取り組む内容:
(A) 車両用フロントドアの本文を読み、次の問いに答えること。
(i) 図4は何を示す図か。
(ii) ドアリンフォースが有する、車両前後に離間した二つのビードは何と何か。
(iii) ドア開閉時などにドアミラーの揺れに伴う衝撃が伝達され、変形し易い部位とされるのはどこか。
(B) 車両用フロントドアの本文から、「図2図1(a)の車両用フロン」を含む語句で始め、「図5図3の車両用フロントドアのA-A断面図である。」で終わる部分を、一字も変えずに抜き出すこと。
(C) 車両用フロントドアの本文を、最後の文のあとから書き継ぐこと。

本文:

図2図1(a)の車両用フロントドアからドアアウタパネルおよびドアミラーを省略して示す図である。
図3図1(b)のドアインナパネルにドアリンフォース、インナリンフォースおよびサッシュガイドを取り付けた状態を示す図である。
図4図3の車両用フロントドアのドアリンフォースを示す図である。
図5図3の車両用フロントドアのA-A断面図である。
図6図3の車両用フロントドアにミラーリンフォースを取り付けた状態を示す図である。
図7図6の車両用フロントドアにアウタリンフォースを取り付けた状態を示す図である。
【発明を実施するための形態】
【0012】
本発明の一実施の形態に係る車両用フロントドアの代表的な構成は、車両側部の外面を構成するドアアウタパネルと、ドアアウタパネルの車内側に配置されるドアインナパネルとを含む車両用フロントドアにおいて、ドアインナパネルは、車両前方にゆくほど下降しベルトラインに到達して車両前方に先細りな形状のドアガラス用開口を形成する窓枠部と、ベルトラインの下側に位置し窓枠部に連続する本体部と、窓枠部とベルトラインとの間に配置されドアガラス用開口の前端を形成する開口前端部とを有し、車両用フロントドアはさらに、ドアインナパネルとドアアウタパネルとの間で開口前端部と本体部とを跨いでいてドアインナパネルに接合されるドアリンフォースを含み、ドアリンフォースは、車両前後に離間した前側ビードおよび後側ビードを有し、前側ビードおよび後側ビードはいずれも、開口前端部と本体部とを跨いで車両上下方向に延びていて、ドアインナパネルとともに閉断面を形成していることを特徴とする。
【0013】
ここで車両用フロントドアのうち、ドアミラーなどの重量物が設置されたベルトライン付近は、ドア開閉時などにドアミラーが慣性により揺れると車幅方向の衝撃を受け易い。特に、ベルトラインよりも上側に位置しドアガラス用開口の前端を形成する開口前端部は、側面視でドアミラーと重なる位置にあるため、ドア開閉時などにドアミラーの揺れに伴う衝撃が伝達され変形し易い部位となる。

(ポインティングデータの抜粋)
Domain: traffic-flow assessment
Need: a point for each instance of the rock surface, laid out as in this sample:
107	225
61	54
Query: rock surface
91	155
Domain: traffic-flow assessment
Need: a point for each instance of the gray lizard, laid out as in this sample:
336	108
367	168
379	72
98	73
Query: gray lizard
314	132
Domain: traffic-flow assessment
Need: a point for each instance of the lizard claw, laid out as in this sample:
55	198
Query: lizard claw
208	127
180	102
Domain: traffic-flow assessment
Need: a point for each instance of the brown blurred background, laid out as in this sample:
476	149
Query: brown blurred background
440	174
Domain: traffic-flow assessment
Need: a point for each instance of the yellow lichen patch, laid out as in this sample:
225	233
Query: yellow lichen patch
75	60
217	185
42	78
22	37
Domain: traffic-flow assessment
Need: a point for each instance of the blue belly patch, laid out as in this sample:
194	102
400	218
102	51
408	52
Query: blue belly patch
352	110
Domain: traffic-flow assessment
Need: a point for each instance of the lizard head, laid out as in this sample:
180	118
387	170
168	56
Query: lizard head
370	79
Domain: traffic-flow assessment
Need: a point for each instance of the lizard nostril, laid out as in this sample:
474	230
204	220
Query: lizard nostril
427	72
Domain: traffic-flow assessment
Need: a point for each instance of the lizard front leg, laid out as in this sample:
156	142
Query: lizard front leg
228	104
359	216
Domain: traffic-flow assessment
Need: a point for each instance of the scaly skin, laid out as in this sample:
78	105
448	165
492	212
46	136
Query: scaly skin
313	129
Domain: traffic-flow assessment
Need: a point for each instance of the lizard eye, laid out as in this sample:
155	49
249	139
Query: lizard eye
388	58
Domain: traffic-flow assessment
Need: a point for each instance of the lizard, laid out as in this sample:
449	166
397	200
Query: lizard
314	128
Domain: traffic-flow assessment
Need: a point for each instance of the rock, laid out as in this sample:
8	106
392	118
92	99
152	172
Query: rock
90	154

解答:
(A)
(i) 図3の車両用フロントドアのドアリンフォースを示す図。
(ii) 前側ビードと後側ビード。
(iii) ベルトラインよりも上側に位置し、ドアガラス用開口の前端を形成する開口前端部。

(B)
図2図1(a)の車両用フロントドアからドアアウタパネルおよびドアミラーを省略して示す図である。
図3図1(b)のドアインナパネルにドアリンフォース、インナリンフォースおよびサッシュガイドを取り付けた状態を示す図である。
図4図3の車両用フロントドアのドアリンフォースを示す図である。
図5図3の車両用フロントドアのA-A断面図である。

(C)
【0014】
そこで本発明では、ドアインナパネルの開口前端部と本体部とを跨ぐように、すなわちベルトラインを跨ぐようにドアリンフォースをドアインナパネルに接合した。またドアリンフォースには、開口前端部と本体部とを跨いで車両上下方向に延びる前側ビードと後側ビードとを形成した。さらに前側ビードと後側ビードは、ドアインナパネルとともに閉断面を形成している。
【0015】
このため、車両用フロントドアの開閉時にドアが受ける車幅方向の衝撃は、ドアリンフォースに伝達される。そしてドアリンフォースは、伝達された衝撃を前側ビードと後側ビードで受け止め、さらに開口前端部から本体部まで分散させ吸収できる。したがって上記構成によれば、車両用フロントドアのベルトライン付近の剛性を高め、ドア開閉時などにベルトライン付近の変形を抑制できる。
【0016】
上記のドアリンフォースは、車両前後方向に延びて前側ビードと後側ビードとをつなぐ連結部を有するとよい。このように、前側ビードと後側ビードとが連結部によって車両前後にわたって連結されているので、ドアリンフォースの剛性を高くすることができる。
【0017】
上記のドアリンフォースは、後側ビードからベルトラインに沿って後方に延びる後方延長部を有し、車両用フロントドアはさらに、ベルトラインに沿って延び後方延長部に車両後方から接合されるインナリンフォースを含むとよい。これによりドアリンフォースが受けた衝撃は、後方延長部を介してインナリンフォースにまで伝達される。このため、ドアリンフォースの剛性をより高めることができる。
【0018】
上記のドアリンフォースは、前側ビードと後側ビードとの間に位置しドアインナパネルに接合された接合座面を有し、車両用フロントドアはさらに、接合座面に接合されドアミラーを支持するミラーリンフォースを含むとよい。
【0019】
このように、ドアリンフォースの接合座面は、ドアインナパネルに接合されているため、剛性が高い。そしてドアミラーを支持するミラーリンフォースは、剛性の高い接合座面に接合されている。このため、ドアミラー取付け時、ドア開閉時や走行時にドアミラーが揺れた場合であっても、ミラーリンフォースがドアミラーを十分に支持でき、ベルトライン付近の変形も抑制できる。
【0020】
上記のミラーリンフォースは、ドアミラーを支持するベース面と、ベース面の上縁からドアリンフォースの接合座面に向かって屈曲し接合座面に接合される脚部とを有し、車両用フロントドアはさらに、ベルトラインに沿って延びミラーリンフォースの車外側に配置されドアインナパネルの前縁に車両後方から接合されドアインナパネルの後縁に車両前方から接合されるアウタリンフォースを含み、アウタリンフォースは、側面視でミラーリンフォースに重なっていてミラーリンフォースとともにドアミラーを支持する支持座面を有し、支持座面の上端部が、ミラーリンフォースのベース面の上縁に接合されているとよい。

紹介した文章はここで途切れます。